Work task ▸
Pictures stay out, but every line of the data is copied exactly.

#### Available data

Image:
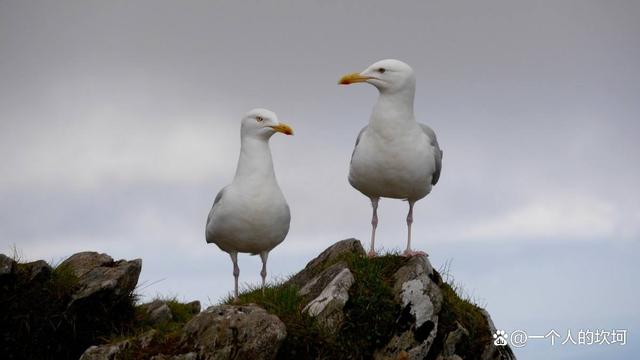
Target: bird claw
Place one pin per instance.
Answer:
(411, 253)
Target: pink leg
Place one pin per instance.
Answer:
(408, 252)
(236, 273)
(374, 225)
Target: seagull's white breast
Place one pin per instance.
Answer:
(394, 162)
(251, 217)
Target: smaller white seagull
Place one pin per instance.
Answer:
(395, 156)
(251, 215)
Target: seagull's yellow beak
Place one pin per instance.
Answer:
(283, 128)
(352, 79)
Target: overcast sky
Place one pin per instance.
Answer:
(119, 122)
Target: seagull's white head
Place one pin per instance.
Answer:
(263, 123)
(387, 75)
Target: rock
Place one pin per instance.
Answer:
(38, 270)
(187, 356)
(234, 332)
(106, 352)
(83, 262)
(7, 265)
(120, 349)
(317, 284)
(195, 306)
(158, 311)
(420, 298)
(99, 275)
(331, 254)
(327, 307)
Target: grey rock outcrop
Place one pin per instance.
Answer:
(420, 298)
(38, 270)
(234, 332)
(419, 318)
(332, 254)
(327, 307)
(99, 275)
(7, 265)
(158, 311)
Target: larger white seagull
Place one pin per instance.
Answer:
(395, 156)
(251, 215)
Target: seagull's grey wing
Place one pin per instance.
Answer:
(438, 152)
(216, 203)
(358, 141)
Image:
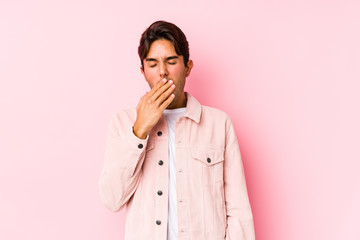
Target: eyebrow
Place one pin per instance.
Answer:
(167, 59)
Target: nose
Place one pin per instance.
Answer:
(163, 70)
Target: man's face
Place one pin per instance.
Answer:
(163, 62)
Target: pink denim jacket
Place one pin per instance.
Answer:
(211, 190)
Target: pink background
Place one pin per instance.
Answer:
(287, 72)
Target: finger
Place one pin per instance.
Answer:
(164, 95)
(141, 100)
(167, 102)
(157, 86)
(161, 90)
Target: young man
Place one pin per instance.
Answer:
(173, 162)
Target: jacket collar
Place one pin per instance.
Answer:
(193, 108)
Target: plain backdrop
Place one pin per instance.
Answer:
(287, 73)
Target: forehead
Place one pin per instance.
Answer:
(161, 48)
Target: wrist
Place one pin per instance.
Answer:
(139, 132)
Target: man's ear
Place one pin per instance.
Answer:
(189, 66)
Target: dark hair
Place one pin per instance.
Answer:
(163, 30)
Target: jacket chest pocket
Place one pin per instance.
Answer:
(208, 162)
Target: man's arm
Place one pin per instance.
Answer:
(239, 218)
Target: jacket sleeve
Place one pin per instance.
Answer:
(239, 216)
(121, 172)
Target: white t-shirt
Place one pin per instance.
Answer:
(171, 116)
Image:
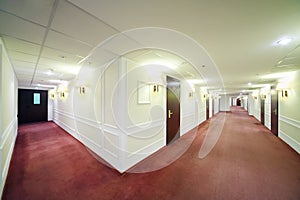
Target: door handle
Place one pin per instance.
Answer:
(169, 114)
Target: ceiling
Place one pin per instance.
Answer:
(48, 39)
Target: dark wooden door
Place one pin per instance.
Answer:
(32, 106)
(173, 109)
(238, 102)
(262, 111)
(212, 107)
(207, 108)
(274, 111)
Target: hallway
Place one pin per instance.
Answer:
(248, 162)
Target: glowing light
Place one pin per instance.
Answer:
(279, 75)
(284, 41)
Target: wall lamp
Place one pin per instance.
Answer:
(284, 93)
(82, 89)
(155, 88)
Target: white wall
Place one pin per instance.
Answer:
(8, 110)
(108, 118)
(268, 111)
(254, 104)
(225, 102)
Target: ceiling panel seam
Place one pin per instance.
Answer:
(54, 7)
(22, 18)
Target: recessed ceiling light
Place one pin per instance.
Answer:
(284, 41)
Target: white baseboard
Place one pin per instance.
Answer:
(7, 162)
(290, 141)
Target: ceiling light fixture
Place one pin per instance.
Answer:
(284, 41)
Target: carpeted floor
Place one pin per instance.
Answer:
(247, 162)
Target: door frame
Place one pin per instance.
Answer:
(274, 111)
(177, 134)
(262, 111)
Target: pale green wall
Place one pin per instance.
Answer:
(289, 112)
(8, 107)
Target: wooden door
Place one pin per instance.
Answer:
(207, 108)
(173, 109)
(238, 102)
(274, 111)
(212, 107)
(262, 111)
(32, 106)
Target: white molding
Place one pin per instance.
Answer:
(290, 121)
(185, 115)
(290, 141)
(110, 126)
(7, 162)
(135, 129)
(140, 151)
(89, 122)
(110, 153)
(64, 125)
(95, 145)
(6, 132)
(110, 130)
(66, 114)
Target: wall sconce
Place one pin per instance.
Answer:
(52, 96)
(82, 89)
(284, 93)
(62, 95)
(155, 88)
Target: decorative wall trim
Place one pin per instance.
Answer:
(290, 121)
(111, 130)
(134, 129)
(110, 153)
(290, 141)
(91, 142)
(110, 126)
(64, 126)
(87, 121)
(66, 114)
(7, 161)
(6, 132)
(143, 150)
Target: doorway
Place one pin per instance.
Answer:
(32, 106)
(262, 111)
(173, 109)
(238, 102)
(274, 111)
(207, 108)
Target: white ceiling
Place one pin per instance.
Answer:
(46, 39)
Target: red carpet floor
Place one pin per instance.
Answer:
(247, 162)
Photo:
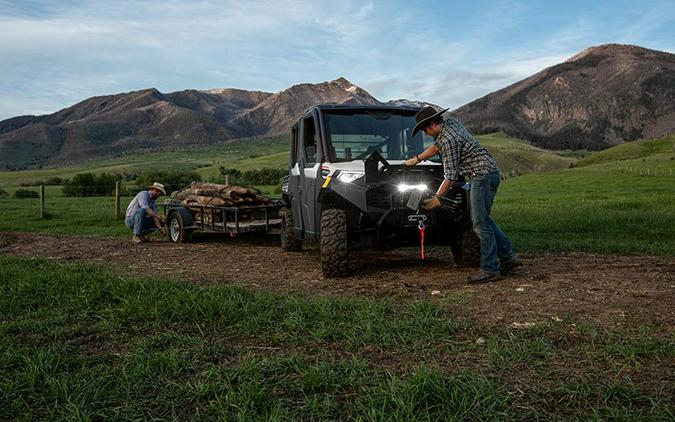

########

Response to this exercise ▸
Image:
Target: bird claw
Place one pin per instance.
Answer:
(411, 253)
Target: pink leg
Place one pin per instance.
Answer:
(408, 252)
(236, 273)
(374, 225)
Target: seagull's white breast
Place one pin per instance.
Answer:
(394, 162)
(251, 217)
Target: smaller white seagull
Place one pin per instance.
Answer:
(395, 156)
(251, 215)
Target: seagull's yellow beak
Place one pin per instance.
Answer:
(283, 128)
(352, 79)
Target: overcast sky
Place one pin per instance.
Answer:
(119, 122)
Target: seagull's white head
Place one pin per instance.
Answer:
(263, 123)
(387, 75)
Target: rock
Place one pin per instance.
Answer:
(38, 270)
(187, 356)
(234, 332)
(106, 352)
(83, 262)
(7, 265)
(120, 349)
(317, 284)
(195, 306)
(158, 311)
(420, 298)
(99, 275)
(331, 254)
(327, 307)
Target: grey rock outcrop
Place one pin per instance.
Answer:
(420, 298)
(38, 270)
(234, 332)
(419, 318)
(332, 254)
(327, 307)
(99, 275)
(7, 265)
(158, 311)
Target: larger white seagull
Place one pin per instance.
Answer:
(395, 156)
(251, 215)
Target: seagull's grey wing
Place one pin per instance.
Answer:
(438, 152)
(216, 203)
(358, 141)
Image:
Target: eyebrow
Place one pin per instance.
Answer:
(167, 59)
Target: nose
Place one pin per instance.
Answer:
(163, 70)
Target: man's face
Place one pin per instance.
Answer:
(163, 62)
Target: pink denim jacket
Place one pin per instance.
Answer:
(211, 190)
Target: pink background
Place one pin per instance.
Answer:
(287, 72)
Target: finger
Place one pin per instance.
Answer:
(164, 95)
(141, 100)
(167, 102)
(157, 86)
(161, 90)
Target: young man
Place one pin per instance.
Answer:
(173, 162)
Target: jacket collar
Place one pin per instance.
Answer:
(193, 108)
Target: plain backdrop
Place one pin per instance.
Answer:
(287, 73)
Target: forehead
Place one pin per instance.
Answer:
(161, 48)
Target: wrist
Place one pin per instance.
Answer:
(139, 132)
Target: man's ear
Place one pin per instance.
Answer:
(189, 66)
Target: dark hair
Place one pin per instance.
Answer:
(163, 30)
Target: jacket chest pocket
Place one pin per instance.
Answer:
(208, 162)
Target: man's arm
Place one pin per instance.
Answer:
(239, 218)
Target: jacket sleeve
Place one pin per instance.
Answer:
(239, 216)
(121, 172)
Target: white t-shirt
Place one pin per instance.
Answer:
(171, 116)
Image:
Target: door handle
Place one pin per instance.
Answer:
(169, 114)
Target: ceiling
Place one pin per instance.
Answer:
(48, 39)
Target: dark wooden door
Place one pin per instance.
Answer:
(32, 106)
(173, 109)
(238, 102)
(262, 111)
(212, 107)
(207, 108)
(274, 111)
Target: hallway
Place one pin per instance.
Answer:
(248, 162)
Target: glowing light
Place one pin per instance.
Answer:
(279, 75)
(284, 41)
Target: wall lamp
Place one pin per instance.
Answer:
(284, 93)
(82, 89)
(155, 88)
Target: white wall
Place one pin per instance.
Answer:
(8, 110)
(108, 118)
(268, 111)
(254, 104)
(225, 102)
Target: ceiling panel seam
Place one pin per instance.
Answer:
(54, 7)
(22, 18)
Target: recessed ceiling light
Place one pin per instance.
Answer:
(284, 41)
Target: white baseboard
Place one pin per instance.
Answer:
(7, 162)
(290, 141)
Target: ceiling light fixture
Place one pin per instance.
Answer:
(284, 41)
Target: carpeted floor
Place one pin per instance.
Answer:
(247, 162)
Target: door frame
Place one pin per instance.
Answer:
(274, 111)
(177, 134)
(262, 111)
Target: pale green wall
Place one pin per instance.
Answer:
(289, 112)
(8, 107)
Target: wooden door
Place one pin per instance.
Answer:
(207, 108)
(173, 109)
(238, 102)
(274, 111)
(212, 107)
(262, 111)
(32, 106)
Target: white molding
Place one pin per instance.
Answer:
(290, 121)
(185, 115)
(290, 141)
(110, 126)
(7, 162)
(135, 129)
(140, 151)
(89, 122)
(110, 153)
(64, 125)
(95, 145)
(6, 132)
(110, 130)
(66, 114)
Target: wall sconce
Place one pin per instance.
Answer:
(52, 96)
(82, 89)
(284, 93)
(62, 95)
(155, 88)
Target: decorative wall trim
Place one pin per instance.
Answer:
(290, 121)
(111, 130)
(134, 129)
(110, 153)
(290, 141)
(91, 142)
(110, 126)
(64, 126)
(87, 121)
(66, 114)
(7, 161)
(6, 132)
(143, 150)
Target: doorway
Place one pin per instance.
Answer:
(32, 106)
(262, 111)
(173, 109)
(238, 102)
(274, 111)
(207, 108)
Target: white ceiling
Place one pin per instance.
Answer:
(46, 39)
Target: red carpet floor
Place one pin per instance.
Answer:
(247, 162)
Photo:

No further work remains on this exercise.